Completa quanto segue =
• A. Nel brano sull'animazione, quale sottoquota ha introdotto lo Stato francese a carico delle piattaforme?
• B. Trascrivi dal brano sull'animazione il passaggio che comincia con "Come dire?! Il" e prosegue fino a "francesi: un paradosso!".

── Brano fornito

Il ragionamento di Cartoon Italia è ovviamente focalizzato sull’animazione, ma dovrebbe stimolare osservazioni complessive sull’insieme della produzione audiovisiva “made in Italy”.

“Lo Stato francese non ha ceduto al lobbying americano e supporta i creatori di contenuti e l’identità culturale francese”…

Denuncia Cartoon Italia: “lo Stato francese, che non ha ceduto al lobbying americano e supporta i creatori di contenuti e l’identità culturale francese, ha introdotto una sottoquota animazione del 5 % a carico delle piattaforme (7 % per Amazon). In questo modo, è riuscito a garantire contenuti dal forte valore identitario ma anche ad attrarre e concentrare tutti gli investimenti da parte delle piattaforme e network americani sul territorio francese con la conseguenza del rafforzamento strutturale e finanziario delle società di produzione francesi. Forti di questi nuovi investimenti, negli ultimi due anni i gruppi media francesi hanno acquisito la maggioranza di 9 società italiane d’animazione. Diversi studi d’animazione italiani sono diventati di fatto ‘service’ dei francesi. Ora in queste aziende producono contenuti francesi con creatività francese, ottengono la nazionalità italiana, accedono ai finanziamenti pubblici italiani e assolveranno gli obblighi di investimento del decreto italiano”.

Come dire?! Il “saccheggio” delle società di produzione italiane – che abbiamo denunciato tante volte su queste colonne, focalizzando l’attenzione soprattutto sul soggetto dominante, qual è Fremantle (gruppo Rtl / Bertelsmann) – è anche ad opera delle società di produzioni… francesi: un paradosso!

────
── Dati mostrati

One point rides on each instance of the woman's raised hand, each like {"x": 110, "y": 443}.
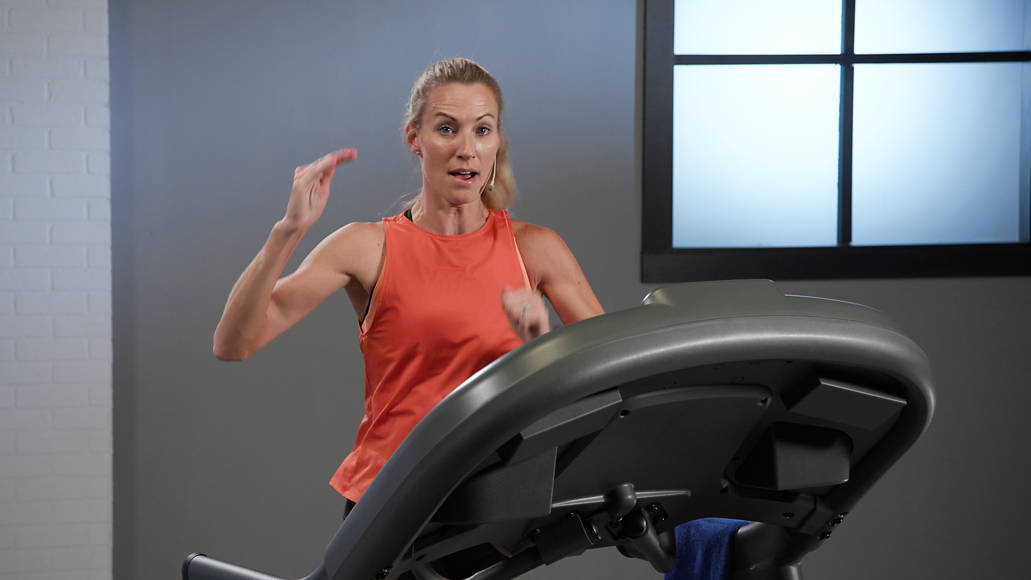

────

Risposte per compito =
• A. Una sottoquota animazione del 5 %, che per Amazon è del 7 %.

• B.
Come dire?! Il “saccheggio” delle società di produzione italiane – che abbiamo denunciato tante volte su queste colonne, focalizzando l’attenzione soprattutto sul soggetto dominante, qual è Fremantle (gruppo Rtl / Bertelsmann) – è anche ad opera delle società di produzioni… francesi: un paradosso!